Problems to work on:
1) Answer these questions about the forum thread:
(a) In what century and country, according to Edward Campbell, was there a problem that people failed to solve?
(b) Which training base does a man picket, and what town is it near?
(c) In what city is Garda World headquartered?
2) Could you write out the forum thread, starting with "## Edward Campbell" and going on through "activities of PMCs...", replacing "legal architecture" with "legal framework"?

Text section:

§ §

Would a CF that has an Air Force consisting of good Maritime Patrol assets and enough 4th Generation fighters to shoot down Russian long-range bombers conducting a 2nd Strike against the US, an RCN consisting of a reasonable number of Maritime Helicopter carrying Corvettes with Mine Counter-Measure capabilities to patrol our waters and protect US supply ships supporting an American surge, and a Canadian Army capable of deploying a politically token single combined arms Battle Group or some special forces really be much less of a contribution than we can muster now?


----------



## Edward Campbell (19 Oct 2014)

PPCLI Guy said:
			
		

> It would be interesting to see what sort of legal architecture would develop to constrain the activities of PMCs...





That was a problem in 14th century Italy, too ... one they failed to solve.


----------



## Humphrey Bogart (19 Oct 2014)

Thucydides said:
			
		

> Without trying to sound contentious, how would a PMC like Executive Outcomes be able to operate in Canada? They simply would not be able to get permits or have the ability to purchase military equipment of any quantity or quality, and even if they would be a boon to any former military base they settled into (needing ranges and training areas to keep up to snuff) I can imagine the fuss that would be put up against them. Hell, there is a guy who pickets the Meaford training base near Owen Sound because of the "excessive noise" (even on days when there is no training going on), and like ERC tells us, support for the actual, home grown volunteer Canadian Armed Forces is only a millimetre deep; there will probably be under constant attack from "activists" (most of whom would never stop and think about who would do the job then?).


  

No contention required, here is my rebuttal:

They wouldn't need to operate in Canada, they could be based offshore and Canada could pay them when we required their service.  They are mercenaries after all, so who really cares where they came from or how they conduct their training and operations, as long as they are willing to get the job done with the money we give them.  As for equipment, well with all States disbanding their armed forces, getting surplus military equipment of a high quality shouldn't be too much of a problem.  If a ragtag group like IS can get their hands on GPS Guided Artillery, Abrams Tanks and Up-Armoured Humvee's, it shouldn't be too difficult for a mercenary group supported by a legitimate government to acquire state-of-the-art military hardware.  With regards to not being able to get a permit to operate in Canada, one of the largest Private Security Companies in the world, Garda World, is headquartered in Montreal so the PMC business is already firmly entrenched in Canada.

§ §

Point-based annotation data
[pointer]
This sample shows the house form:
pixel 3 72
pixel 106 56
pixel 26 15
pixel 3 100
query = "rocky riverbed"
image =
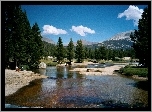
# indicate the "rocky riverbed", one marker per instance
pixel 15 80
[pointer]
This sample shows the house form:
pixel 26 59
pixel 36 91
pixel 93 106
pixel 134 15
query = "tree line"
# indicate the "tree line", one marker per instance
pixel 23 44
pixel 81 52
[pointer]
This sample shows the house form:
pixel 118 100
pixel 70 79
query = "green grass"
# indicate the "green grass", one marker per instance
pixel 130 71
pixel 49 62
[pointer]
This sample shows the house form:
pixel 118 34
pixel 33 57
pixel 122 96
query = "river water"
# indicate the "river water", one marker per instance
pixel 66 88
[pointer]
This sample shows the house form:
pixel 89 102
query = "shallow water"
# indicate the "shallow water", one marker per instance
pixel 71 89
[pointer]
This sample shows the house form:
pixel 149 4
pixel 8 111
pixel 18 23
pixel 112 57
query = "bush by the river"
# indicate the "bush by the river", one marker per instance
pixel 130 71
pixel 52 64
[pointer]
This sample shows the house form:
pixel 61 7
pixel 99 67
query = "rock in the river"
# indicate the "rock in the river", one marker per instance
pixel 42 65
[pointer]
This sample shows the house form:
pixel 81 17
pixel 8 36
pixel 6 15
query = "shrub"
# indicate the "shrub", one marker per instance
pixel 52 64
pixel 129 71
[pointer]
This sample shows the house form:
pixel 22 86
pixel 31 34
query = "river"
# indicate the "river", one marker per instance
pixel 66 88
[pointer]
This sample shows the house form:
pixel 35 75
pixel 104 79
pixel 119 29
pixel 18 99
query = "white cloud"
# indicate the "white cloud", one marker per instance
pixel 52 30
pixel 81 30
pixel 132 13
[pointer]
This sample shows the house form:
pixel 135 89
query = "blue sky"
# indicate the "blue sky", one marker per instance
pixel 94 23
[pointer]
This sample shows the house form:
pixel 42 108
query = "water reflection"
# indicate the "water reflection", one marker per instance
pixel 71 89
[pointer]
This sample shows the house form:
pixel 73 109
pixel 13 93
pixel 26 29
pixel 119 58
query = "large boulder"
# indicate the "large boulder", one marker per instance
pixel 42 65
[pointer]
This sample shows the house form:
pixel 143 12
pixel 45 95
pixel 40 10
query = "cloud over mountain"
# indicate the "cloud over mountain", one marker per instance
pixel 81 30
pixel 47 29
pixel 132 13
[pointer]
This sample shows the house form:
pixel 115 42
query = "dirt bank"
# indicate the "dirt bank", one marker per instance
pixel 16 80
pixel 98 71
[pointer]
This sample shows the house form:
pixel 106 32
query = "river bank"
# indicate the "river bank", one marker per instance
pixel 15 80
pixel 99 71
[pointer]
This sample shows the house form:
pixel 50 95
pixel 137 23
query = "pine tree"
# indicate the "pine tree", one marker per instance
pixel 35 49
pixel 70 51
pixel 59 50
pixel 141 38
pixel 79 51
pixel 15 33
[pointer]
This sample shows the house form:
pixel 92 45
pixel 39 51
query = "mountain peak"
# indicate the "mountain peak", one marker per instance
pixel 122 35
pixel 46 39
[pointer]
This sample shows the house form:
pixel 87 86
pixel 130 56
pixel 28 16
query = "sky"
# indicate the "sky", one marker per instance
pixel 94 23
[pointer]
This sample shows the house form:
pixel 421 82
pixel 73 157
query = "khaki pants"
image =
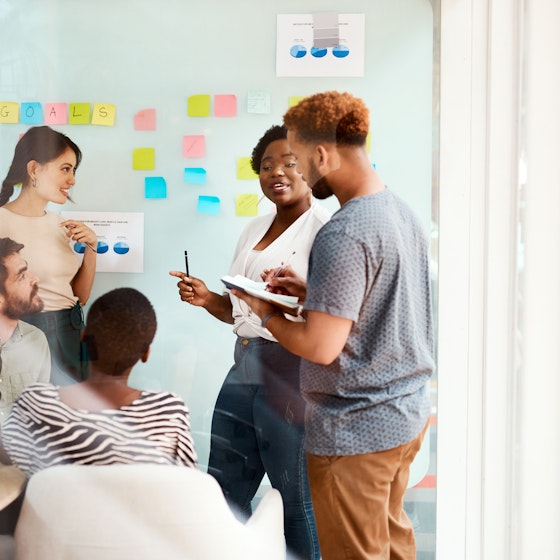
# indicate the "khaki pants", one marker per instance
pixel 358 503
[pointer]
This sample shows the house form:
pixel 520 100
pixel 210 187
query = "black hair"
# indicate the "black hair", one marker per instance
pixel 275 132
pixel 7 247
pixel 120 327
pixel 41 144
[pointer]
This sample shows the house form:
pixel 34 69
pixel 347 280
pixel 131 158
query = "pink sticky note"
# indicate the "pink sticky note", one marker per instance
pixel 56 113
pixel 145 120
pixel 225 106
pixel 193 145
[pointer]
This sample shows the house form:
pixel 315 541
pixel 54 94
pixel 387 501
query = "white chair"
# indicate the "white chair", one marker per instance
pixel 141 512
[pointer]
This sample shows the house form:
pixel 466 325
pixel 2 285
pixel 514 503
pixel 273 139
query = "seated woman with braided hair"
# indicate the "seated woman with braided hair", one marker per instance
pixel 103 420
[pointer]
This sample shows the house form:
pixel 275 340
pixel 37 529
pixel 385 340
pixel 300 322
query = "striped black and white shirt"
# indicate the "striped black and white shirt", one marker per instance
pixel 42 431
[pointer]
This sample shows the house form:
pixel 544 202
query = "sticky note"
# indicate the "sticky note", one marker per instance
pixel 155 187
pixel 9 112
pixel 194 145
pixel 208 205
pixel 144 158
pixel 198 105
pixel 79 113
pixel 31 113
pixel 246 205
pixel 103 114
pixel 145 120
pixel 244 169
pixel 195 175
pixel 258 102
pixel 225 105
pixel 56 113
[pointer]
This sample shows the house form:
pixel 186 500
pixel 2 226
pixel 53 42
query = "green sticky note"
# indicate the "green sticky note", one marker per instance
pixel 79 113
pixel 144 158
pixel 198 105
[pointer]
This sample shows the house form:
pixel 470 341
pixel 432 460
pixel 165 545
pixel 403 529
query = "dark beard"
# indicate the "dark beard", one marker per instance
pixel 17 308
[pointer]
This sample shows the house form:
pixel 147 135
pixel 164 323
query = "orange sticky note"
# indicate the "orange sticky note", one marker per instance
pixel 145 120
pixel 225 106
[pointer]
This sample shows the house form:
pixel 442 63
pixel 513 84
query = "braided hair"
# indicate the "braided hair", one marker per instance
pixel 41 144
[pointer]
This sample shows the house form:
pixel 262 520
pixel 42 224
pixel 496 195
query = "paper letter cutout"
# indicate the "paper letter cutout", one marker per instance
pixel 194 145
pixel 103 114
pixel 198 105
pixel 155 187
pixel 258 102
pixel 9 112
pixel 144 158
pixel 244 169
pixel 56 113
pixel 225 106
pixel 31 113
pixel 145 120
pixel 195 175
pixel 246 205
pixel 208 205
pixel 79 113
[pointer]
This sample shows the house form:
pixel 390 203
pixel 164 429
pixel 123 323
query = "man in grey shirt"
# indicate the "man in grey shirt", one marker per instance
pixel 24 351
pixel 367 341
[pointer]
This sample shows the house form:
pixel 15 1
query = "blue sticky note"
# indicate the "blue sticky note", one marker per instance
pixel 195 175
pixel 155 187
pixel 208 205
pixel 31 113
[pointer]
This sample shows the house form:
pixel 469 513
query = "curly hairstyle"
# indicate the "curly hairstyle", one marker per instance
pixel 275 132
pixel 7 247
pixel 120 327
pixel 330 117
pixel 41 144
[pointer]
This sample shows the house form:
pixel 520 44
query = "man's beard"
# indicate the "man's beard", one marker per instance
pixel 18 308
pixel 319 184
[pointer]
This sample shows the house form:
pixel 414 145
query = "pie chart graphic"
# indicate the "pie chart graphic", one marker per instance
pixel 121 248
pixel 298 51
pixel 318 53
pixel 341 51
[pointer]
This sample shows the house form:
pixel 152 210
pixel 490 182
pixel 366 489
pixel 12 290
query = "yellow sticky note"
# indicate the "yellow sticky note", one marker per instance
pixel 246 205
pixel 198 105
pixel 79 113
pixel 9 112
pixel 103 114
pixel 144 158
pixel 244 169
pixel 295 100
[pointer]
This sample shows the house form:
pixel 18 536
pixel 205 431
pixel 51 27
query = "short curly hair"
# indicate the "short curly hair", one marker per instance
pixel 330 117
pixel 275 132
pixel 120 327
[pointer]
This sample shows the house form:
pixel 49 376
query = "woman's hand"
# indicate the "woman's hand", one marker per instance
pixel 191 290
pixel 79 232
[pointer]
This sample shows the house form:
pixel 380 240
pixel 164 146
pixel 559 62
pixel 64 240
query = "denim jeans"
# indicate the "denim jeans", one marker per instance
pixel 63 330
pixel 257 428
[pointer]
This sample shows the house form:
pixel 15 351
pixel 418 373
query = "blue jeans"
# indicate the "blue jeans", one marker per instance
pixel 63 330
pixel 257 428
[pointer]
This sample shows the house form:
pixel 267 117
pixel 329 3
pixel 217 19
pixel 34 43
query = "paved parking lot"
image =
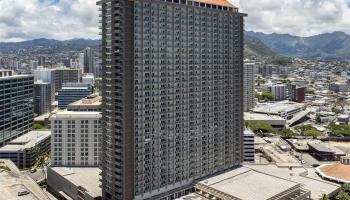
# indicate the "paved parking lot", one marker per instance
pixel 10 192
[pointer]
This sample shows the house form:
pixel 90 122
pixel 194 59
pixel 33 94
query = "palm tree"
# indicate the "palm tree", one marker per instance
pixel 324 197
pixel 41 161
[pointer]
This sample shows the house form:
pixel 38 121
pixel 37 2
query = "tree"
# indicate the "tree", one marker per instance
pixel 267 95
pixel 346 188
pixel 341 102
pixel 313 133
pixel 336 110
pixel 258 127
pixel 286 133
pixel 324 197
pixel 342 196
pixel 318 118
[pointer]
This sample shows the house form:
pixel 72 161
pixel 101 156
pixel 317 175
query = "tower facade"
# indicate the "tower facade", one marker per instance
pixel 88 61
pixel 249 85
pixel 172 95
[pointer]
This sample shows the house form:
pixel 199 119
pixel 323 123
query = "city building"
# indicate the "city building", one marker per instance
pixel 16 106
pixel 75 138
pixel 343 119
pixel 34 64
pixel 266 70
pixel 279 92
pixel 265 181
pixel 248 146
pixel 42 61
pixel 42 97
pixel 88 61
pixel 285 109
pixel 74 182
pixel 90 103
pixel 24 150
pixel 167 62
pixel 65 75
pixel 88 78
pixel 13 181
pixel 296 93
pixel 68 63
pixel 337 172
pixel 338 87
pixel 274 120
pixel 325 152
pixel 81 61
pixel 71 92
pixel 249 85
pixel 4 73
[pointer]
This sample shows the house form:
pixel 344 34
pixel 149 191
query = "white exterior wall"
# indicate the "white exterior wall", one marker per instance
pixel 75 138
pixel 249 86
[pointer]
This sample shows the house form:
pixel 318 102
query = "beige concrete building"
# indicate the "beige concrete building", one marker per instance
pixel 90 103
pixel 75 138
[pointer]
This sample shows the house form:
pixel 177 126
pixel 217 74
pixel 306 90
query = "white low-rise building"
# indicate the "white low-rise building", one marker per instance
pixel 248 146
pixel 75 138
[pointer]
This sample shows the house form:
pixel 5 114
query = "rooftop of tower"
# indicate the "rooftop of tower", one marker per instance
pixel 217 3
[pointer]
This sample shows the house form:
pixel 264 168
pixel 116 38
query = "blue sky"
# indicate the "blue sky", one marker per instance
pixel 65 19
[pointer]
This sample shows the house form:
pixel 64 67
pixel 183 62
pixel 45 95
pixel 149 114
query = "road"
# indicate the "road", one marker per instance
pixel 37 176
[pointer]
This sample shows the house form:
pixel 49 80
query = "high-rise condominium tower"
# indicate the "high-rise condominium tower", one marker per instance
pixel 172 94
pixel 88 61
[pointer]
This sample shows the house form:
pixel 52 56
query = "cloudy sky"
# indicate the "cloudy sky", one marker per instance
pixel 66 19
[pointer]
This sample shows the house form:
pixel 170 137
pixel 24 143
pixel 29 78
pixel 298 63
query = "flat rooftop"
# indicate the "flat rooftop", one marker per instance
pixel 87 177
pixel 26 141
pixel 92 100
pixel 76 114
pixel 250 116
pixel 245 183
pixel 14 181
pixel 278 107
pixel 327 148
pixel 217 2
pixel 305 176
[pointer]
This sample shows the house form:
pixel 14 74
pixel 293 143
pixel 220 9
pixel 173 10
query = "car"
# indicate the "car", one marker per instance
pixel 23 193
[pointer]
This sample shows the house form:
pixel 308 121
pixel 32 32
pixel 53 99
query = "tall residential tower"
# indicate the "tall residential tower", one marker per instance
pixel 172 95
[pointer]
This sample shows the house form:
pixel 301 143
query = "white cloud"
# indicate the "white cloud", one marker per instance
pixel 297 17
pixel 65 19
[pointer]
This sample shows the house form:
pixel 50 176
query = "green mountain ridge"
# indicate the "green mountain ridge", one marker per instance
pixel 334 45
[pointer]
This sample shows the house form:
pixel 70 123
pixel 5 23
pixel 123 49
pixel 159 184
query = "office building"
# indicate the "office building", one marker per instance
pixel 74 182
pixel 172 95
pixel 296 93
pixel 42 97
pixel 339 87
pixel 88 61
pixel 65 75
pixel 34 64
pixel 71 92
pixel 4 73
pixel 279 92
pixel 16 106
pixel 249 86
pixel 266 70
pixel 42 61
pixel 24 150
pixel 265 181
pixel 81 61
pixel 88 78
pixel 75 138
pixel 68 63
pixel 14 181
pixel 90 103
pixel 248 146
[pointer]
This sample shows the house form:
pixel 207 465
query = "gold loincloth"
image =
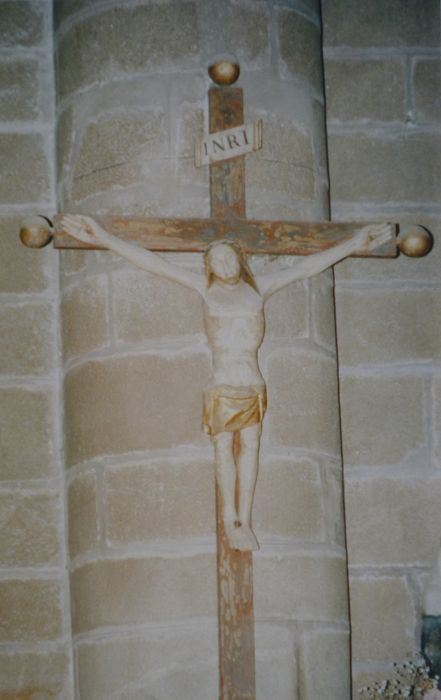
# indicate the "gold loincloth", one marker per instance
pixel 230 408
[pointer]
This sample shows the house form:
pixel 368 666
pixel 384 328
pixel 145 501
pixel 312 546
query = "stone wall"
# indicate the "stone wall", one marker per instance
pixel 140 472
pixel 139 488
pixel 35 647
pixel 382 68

§ §

Final results:
1)
(a) The 14th century, in Italy.
(b) The Meaford training base, near Owen Sound.
(c) Montreal.

2)
## Edward Campbell (19 Oct 2014)

PPCLI Guy said:
			
		

> It would be interesting to see what sort of legal framework would develop to constrain the activities of PMCs...